What you will do |
A – According to the land training guide, where is land training held?
B – Pick up the land training guide after its last sentence and keep it going.

Reading passage |

WHAT IS LAND TRAINING?

Land training makes the hours of work spent training in the pool more productive by strengthening and conditioning the muscles used specifically for swimming. Land training is held at Donyngs in the main sports hall and we use resistance bands, medicine balls and bodyweight for a variety of exercises.
 

WHO CAN ATTEND?

The following squads should attend Land Training as part of their scheduled training structure:
  • Performance 1
  • Performance 2
  • Competition 1
 
Below are 2 examples of exercises that your swimmers can do at home or at their gym 2-3 times a week for optimum results.  Technique is king so pay particular attention to the form.
 
SQUATS
 
The squat simulates pushing off the wall when doing a turn.  Squats can be done progressively starting with bodyweight, bands, and then weights.  Squats can also be done ployetrically which means adding in a fast movement like a jump.  This will really help pushing against the volume of water on those wall turns.  
 
Essentially the squat is one of the most important exercises as it works the legs and the core. Particular attention should be paid to getting the technique correct as done incorrectly can lead to injury, particularly if you increase the workload too quickly before the body has adapted.  
 
GETTING IT RIGHT:  Practice in front of a mirror for maximum visual feedback.  
 
Stand about 10-15cm away from a kitchen chair and simply sit down and then stand back up again paying attention to how the movement feels.
Repeat, but this time look at what your knees are doing.  Do they drop towards each other.  Do you lean forward as you sit down? Did you just plop down on the seat and then put your hands on your knees to get back up again?  If so, the chances are that your gluteal muscles are slacking in their responsibilities!
IF YOUR KNEE DROPS IN:  Repeat the exercise slowly and when you see your knee fall inwards really concentrate on keeping them apart.  Think about keeping the outside of the knee over the outside of your little toe.  It is not expected that you do this, but just thinking that you are helps to control your muscles.  Once you can do this, progress to using a band around your upper knees as this will really fire-up your gluteals and help correct the inward movement.

Record excerpts |
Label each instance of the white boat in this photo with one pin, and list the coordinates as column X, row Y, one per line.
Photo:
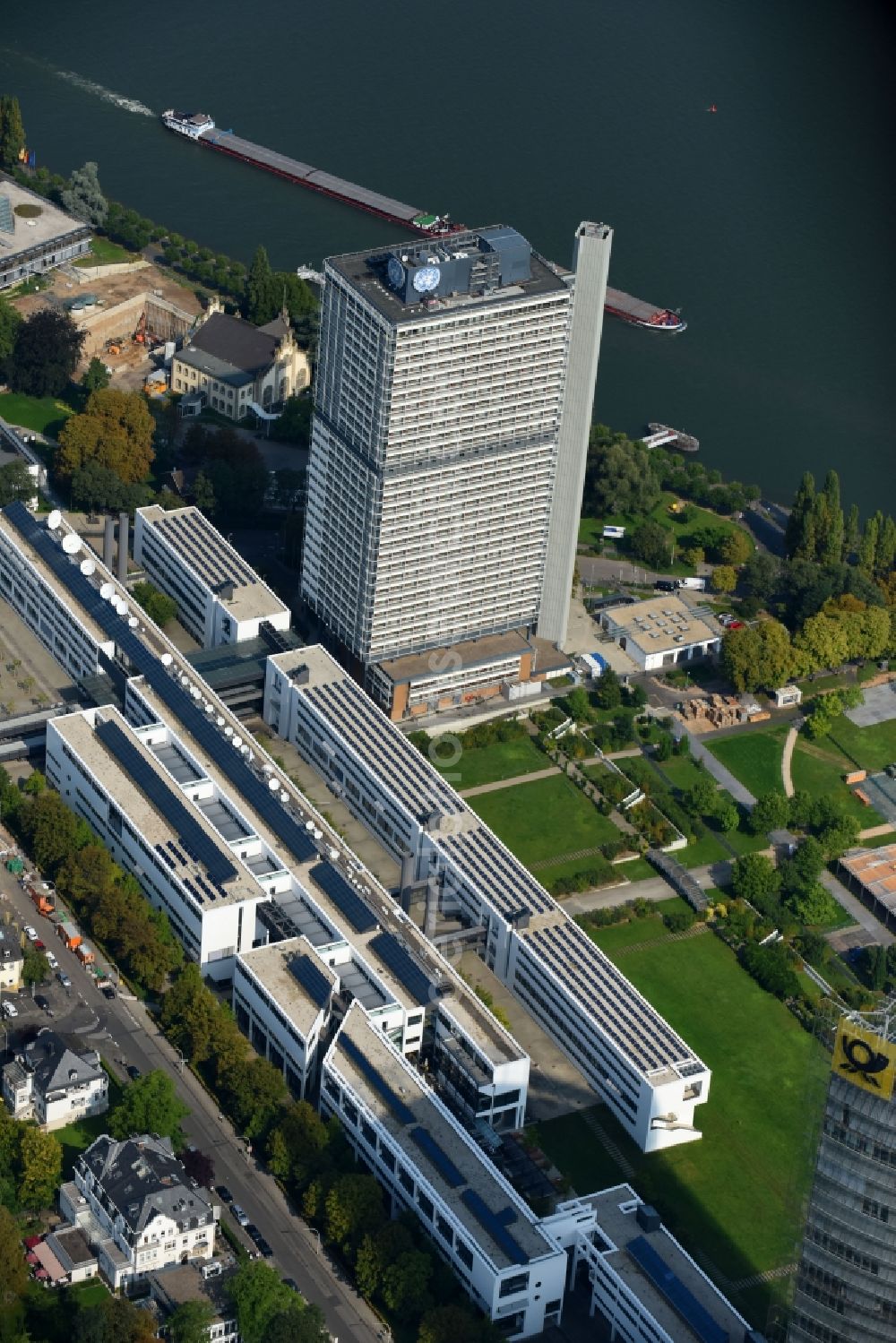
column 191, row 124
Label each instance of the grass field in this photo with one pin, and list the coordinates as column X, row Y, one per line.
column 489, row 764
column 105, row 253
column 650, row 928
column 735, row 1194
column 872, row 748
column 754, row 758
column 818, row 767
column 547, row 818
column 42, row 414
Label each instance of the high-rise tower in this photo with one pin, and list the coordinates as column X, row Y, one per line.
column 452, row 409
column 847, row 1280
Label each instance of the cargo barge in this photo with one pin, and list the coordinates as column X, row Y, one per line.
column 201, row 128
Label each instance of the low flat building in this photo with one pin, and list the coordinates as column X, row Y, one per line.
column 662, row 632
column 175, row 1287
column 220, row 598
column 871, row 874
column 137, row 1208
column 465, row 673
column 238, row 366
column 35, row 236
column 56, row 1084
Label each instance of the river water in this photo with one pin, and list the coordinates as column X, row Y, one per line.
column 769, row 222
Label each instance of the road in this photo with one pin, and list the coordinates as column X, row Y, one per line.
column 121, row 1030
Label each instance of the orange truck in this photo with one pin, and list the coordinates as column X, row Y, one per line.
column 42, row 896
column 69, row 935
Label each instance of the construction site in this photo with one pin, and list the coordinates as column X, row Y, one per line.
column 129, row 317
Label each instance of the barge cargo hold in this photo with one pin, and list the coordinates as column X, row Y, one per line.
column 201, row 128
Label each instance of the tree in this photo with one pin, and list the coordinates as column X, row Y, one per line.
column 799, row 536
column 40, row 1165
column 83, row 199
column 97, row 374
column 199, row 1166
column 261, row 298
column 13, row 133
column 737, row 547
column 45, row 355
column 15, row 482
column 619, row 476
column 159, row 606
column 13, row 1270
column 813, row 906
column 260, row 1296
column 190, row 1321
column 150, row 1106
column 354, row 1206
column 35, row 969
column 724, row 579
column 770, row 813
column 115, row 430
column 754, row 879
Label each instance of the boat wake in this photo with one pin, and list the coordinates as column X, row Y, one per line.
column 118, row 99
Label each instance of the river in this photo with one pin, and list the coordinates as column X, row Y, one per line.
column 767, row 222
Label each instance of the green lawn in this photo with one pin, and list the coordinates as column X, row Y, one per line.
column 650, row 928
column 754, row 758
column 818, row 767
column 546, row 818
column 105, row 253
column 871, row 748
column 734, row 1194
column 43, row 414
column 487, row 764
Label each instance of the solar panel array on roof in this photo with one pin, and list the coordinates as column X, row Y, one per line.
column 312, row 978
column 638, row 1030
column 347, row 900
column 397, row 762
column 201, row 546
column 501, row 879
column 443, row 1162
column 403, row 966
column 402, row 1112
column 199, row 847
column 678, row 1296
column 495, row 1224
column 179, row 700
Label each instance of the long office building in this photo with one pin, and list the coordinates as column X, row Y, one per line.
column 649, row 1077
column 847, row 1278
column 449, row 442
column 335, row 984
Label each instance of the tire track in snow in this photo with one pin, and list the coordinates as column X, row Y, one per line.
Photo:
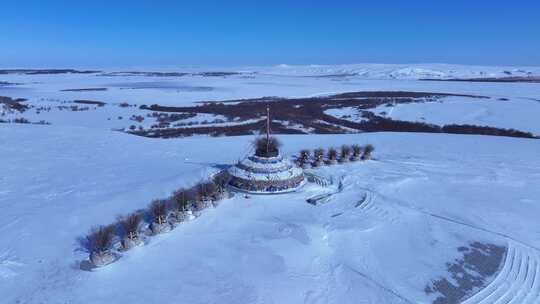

Exercise results |
A – At Donyngs, in the main sports hall.

B –
IF YOU DROP TO THE SEAT:  Repeat the exercise slowly and when you feel your body dropping away really concentrate on slowing the fall.  Notice when you started to drop and next time really concentrate on keeping the movement controlled.  Keep practicing regularly until you can just ‘kiss’ the edge of the chair with your bottom and  then stand up immediately.
IF YOUR CHEST FALLS FORWARD:  Repeat the exercise holding a broom handle or similar object above your head. This encourages the chest to stay in a more upright position and helps stop the knees tracking forwards over the toes.
IF YOU PUT YOUR HANDS ON YOUR LEGS TO PUSH YOU UP:  Fold your arms and hold them out in front of you.  As you stand up push the floor away as if pushing it away through your heels.  This will engage your gluteal muscles more and propel you upwards.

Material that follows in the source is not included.